**YOUR ASSIGNMENT**
Check each line of the listing for the word "below" and report the ones that have it.

**INPUT DATA**
========================
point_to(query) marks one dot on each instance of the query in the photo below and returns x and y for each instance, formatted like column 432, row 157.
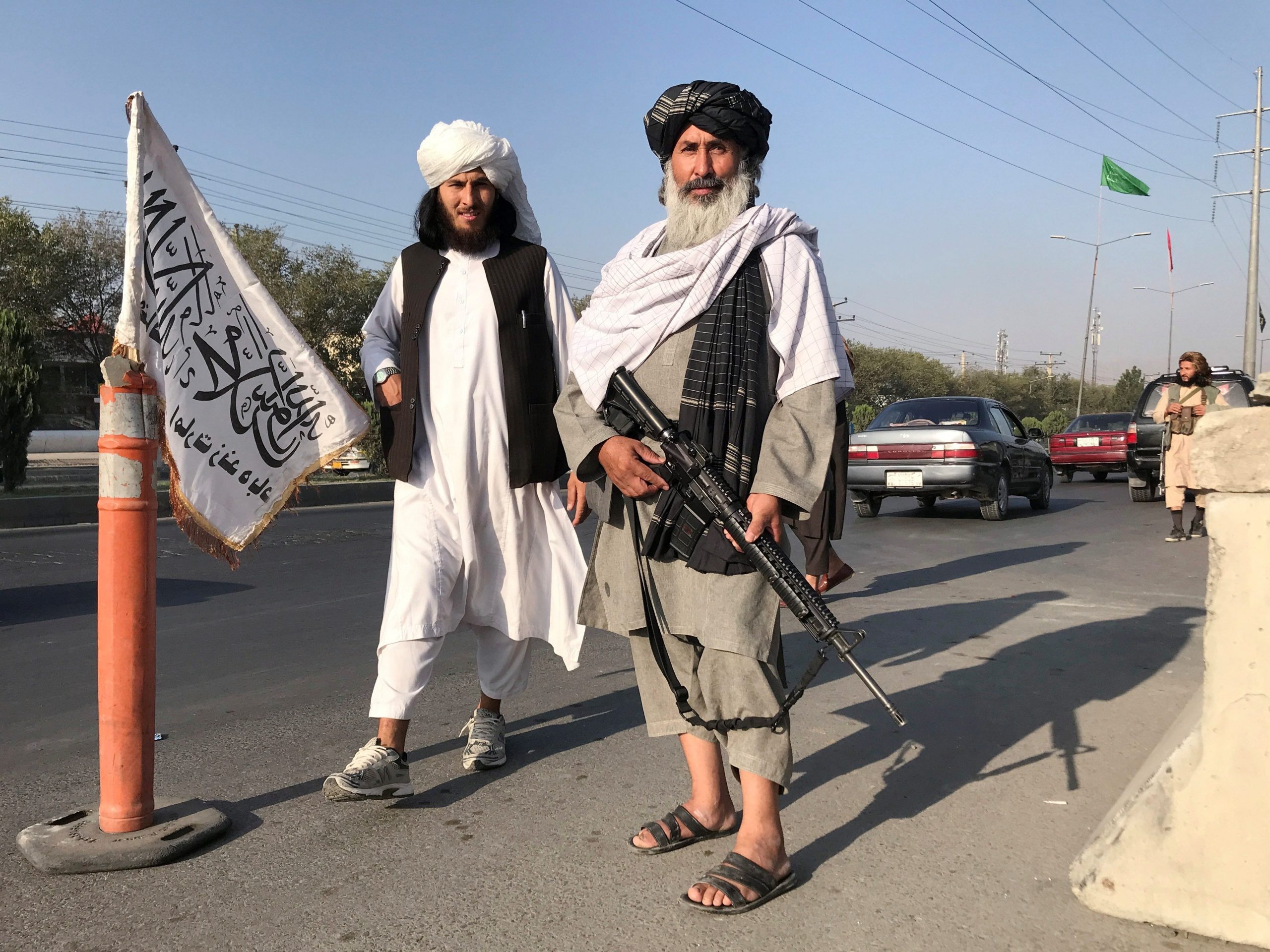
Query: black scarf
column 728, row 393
========================
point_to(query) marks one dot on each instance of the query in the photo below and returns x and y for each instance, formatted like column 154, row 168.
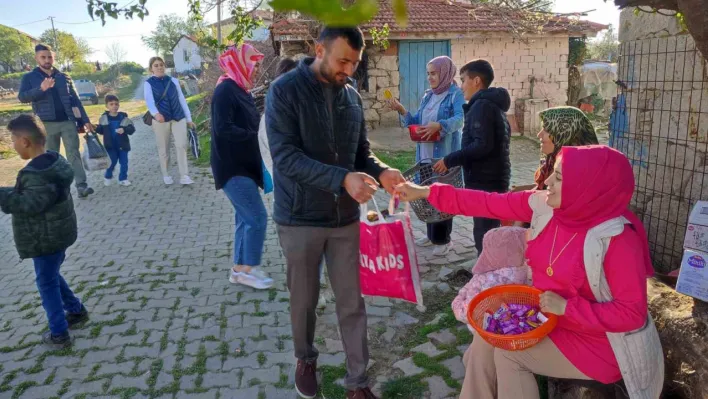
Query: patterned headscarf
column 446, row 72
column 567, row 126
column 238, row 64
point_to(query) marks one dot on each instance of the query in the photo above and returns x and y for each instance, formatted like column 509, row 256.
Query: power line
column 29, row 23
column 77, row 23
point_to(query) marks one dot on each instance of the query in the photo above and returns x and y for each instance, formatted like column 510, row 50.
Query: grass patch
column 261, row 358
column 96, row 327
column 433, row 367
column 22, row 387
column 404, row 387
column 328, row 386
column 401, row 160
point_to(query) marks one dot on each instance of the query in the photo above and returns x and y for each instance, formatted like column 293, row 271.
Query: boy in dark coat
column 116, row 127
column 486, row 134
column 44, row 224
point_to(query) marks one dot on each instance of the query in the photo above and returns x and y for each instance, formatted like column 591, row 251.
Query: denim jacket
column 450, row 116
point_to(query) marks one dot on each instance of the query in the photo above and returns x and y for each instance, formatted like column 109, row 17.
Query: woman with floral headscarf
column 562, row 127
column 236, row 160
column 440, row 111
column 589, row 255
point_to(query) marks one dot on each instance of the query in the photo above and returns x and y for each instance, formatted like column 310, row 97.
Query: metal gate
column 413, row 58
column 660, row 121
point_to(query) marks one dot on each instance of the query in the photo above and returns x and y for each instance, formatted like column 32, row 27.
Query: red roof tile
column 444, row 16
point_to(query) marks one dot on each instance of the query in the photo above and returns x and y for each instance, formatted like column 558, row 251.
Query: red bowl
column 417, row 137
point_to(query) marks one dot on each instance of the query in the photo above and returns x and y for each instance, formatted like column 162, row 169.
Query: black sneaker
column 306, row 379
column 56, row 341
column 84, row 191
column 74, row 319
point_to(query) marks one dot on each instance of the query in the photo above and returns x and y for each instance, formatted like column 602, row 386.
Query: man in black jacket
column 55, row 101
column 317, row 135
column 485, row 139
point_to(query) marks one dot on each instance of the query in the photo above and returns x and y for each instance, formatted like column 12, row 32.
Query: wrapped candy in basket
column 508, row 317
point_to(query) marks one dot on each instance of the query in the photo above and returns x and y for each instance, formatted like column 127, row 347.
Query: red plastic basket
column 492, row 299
========================
**REPLY TO THE EXERCISE**
point_to(query) marks one dot on each instance of the query in the photo below and returns x and y for each instance, formatted like column 432, row 157.
point_to(query) marks one dot on each instance of the query in the photo below and returns x and y for each instance, formatted like column 154, row 168.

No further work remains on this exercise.